___ INPUT DATA ___
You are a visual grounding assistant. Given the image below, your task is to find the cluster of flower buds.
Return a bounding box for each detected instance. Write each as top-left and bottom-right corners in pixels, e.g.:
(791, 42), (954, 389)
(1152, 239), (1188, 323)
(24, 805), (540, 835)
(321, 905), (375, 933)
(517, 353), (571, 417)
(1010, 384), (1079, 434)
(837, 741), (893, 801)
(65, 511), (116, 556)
___
TASK INSTRUCTIONS: The output should be the entire listing, exactly as it is.

RESULT OF THE EXERCISE:
You are a visual grounding assistant. Given the image below, your task is to find the cluster of flower buds.
Return a bounding box for each detected instance. Write each as top-left and bottom-right corners in pixels, e.g.:
(791, 42), (954, 389)
(1152, 239), (1188, 323)
(24, 805), (540, 835)
(321, 905), (375, 933)
(517, 353), (571, 417)
(1010, 384), (1079, 434)
(837, 741), (893, 801)
(65, 511), (116, 556)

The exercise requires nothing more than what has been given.